'''

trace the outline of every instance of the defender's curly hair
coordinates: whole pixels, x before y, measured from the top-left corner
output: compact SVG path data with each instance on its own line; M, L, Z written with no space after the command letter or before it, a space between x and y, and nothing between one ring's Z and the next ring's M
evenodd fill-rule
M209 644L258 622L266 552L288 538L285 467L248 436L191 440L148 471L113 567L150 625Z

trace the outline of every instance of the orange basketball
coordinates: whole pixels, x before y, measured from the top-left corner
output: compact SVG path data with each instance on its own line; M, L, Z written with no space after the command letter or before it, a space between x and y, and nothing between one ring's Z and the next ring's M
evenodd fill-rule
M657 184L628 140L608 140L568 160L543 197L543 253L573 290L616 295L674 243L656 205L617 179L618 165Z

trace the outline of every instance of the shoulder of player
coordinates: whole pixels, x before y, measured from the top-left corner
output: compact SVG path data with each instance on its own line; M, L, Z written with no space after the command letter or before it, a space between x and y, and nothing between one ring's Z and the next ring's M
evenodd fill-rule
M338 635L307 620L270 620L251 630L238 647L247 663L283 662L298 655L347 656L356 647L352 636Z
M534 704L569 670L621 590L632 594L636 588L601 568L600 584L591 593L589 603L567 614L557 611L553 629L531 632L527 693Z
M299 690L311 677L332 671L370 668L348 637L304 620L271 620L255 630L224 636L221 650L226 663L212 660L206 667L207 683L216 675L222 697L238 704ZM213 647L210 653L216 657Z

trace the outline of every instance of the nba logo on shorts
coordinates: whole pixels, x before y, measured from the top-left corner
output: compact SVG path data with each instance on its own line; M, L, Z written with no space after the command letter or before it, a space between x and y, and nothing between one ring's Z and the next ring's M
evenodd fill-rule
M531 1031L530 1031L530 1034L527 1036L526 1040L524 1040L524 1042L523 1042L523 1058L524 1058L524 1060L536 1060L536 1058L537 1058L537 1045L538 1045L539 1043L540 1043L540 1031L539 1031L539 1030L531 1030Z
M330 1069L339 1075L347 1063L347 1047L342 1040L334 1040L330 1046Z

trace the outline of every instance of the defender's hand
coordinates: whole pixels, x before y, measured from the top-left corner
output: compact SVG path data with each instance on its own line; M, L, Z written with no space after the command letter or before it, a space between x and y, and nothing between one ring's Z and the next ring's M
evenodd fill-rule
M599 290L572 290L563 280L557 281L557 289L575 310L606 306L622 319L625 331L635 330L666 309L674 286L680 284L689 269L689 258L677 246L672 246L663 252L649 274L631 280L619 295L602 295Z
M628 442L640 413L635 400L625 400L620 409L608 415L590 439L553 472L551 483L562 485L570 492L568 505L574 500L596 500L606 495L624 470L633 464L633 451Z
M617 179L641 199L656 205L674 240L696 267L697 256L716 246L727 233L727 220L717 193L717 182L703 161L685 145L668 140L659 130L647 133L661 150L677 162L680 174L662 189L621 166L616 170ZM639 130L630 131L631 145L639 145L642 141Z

'''
'''

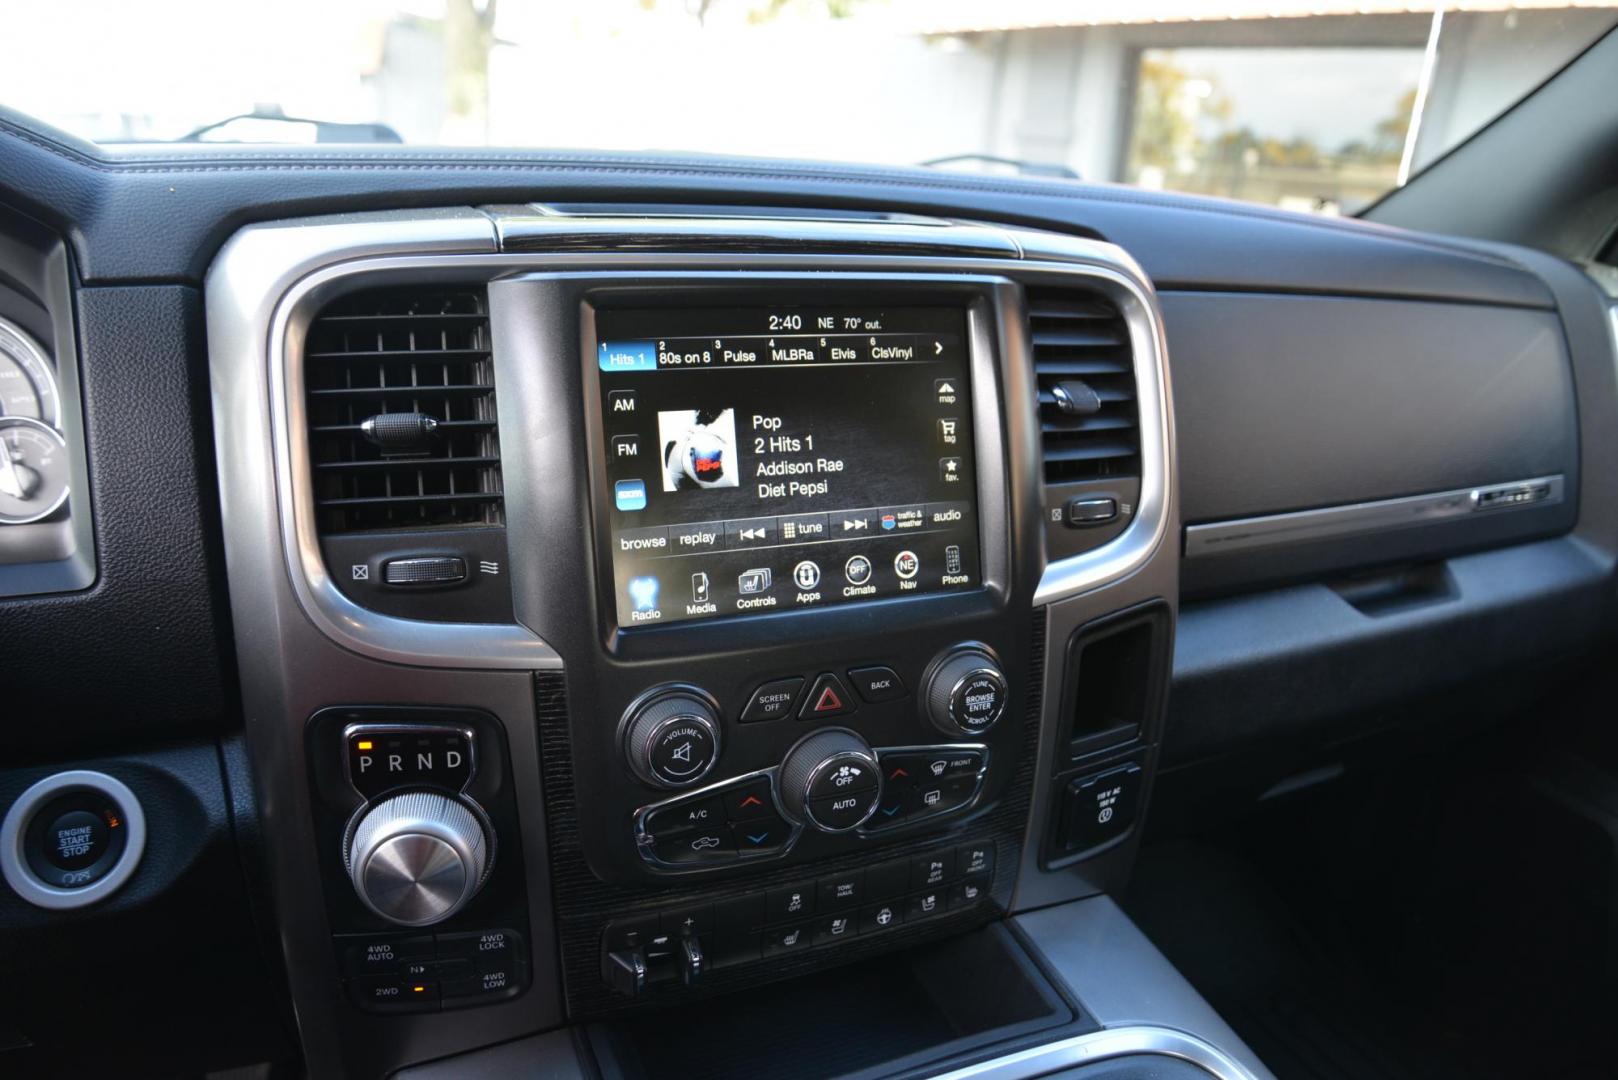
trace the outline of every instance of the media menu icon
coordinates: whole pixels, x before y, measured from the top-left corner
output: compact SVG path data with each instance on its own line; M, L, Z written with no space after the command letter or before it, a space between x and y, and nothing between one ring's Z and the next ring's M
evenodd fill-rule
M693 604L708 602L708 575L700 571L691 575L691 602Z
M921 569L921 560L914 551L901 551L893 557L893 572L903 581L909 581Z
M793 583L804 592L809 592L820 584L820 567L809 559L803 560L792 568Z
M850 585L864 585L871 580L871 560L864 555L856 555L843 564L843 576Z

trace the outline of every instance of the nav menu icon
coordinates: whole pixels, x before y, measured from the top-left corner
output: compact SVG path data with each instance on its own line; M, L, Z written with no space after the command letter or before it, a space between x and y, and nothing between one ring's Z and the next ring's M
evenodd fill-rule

'''
'''

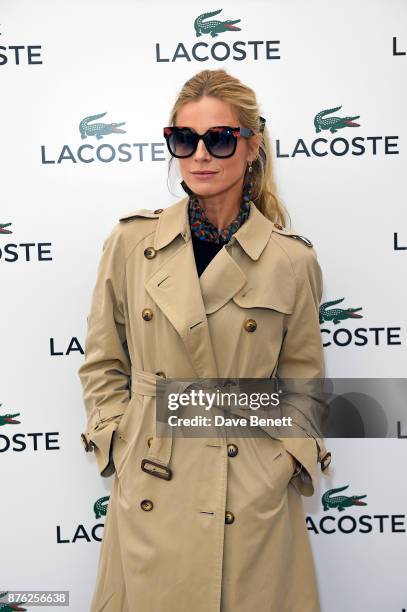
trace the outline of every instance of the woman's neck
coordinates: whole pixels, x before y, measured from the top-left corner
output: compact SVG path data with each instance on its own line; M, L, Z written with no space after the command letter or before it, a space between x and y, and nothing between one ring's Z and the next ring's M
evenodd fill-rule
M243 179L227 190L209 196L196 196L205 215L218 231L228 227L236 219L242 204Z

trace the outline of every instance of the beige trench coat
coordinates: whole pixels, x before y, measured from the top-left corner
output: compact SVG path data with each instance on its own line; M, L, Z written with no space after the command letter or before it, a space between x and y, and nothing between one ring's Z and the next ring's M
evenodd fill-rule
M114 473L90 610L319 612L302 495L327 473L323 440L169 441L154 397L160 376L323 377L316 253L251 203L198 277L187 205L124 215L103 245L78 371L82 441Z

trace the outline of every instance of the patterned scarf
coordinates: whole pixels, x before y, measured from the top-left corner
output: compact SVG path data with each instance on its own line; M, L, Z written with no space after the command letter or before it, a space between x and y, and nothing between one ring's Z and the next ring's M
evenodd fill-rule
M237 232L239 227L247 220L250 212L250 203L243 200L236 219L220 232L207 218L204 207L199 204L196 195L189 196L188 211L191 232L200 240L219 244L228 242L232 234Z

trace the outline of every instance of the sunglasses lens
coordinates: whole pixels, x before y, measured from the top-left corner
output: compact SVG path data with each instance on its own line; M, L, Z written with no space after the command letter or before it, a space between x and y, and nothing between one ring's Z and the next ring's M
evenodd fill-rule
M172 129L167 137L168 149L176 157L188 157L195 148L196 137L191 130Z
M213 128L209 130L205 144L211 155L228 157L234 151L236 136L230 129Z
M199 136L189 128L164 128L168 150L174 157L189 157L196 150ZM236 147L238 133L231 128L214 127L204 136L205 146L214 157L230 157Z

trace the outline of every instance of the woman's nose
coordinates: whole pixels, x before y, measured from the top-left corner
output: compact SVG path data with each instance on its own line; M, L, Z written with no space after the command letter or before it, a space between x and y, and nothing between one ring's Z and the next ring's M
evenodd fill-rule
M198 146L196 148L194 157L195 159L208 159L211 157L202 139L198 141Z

'''

▸ **What you should do**
Read the lines above. Gather those in which the string "woman" is found.

▸ **Finished exercise**
trace the outline of every instance of the woman's neck
trace the outline of every instance of the woman's nose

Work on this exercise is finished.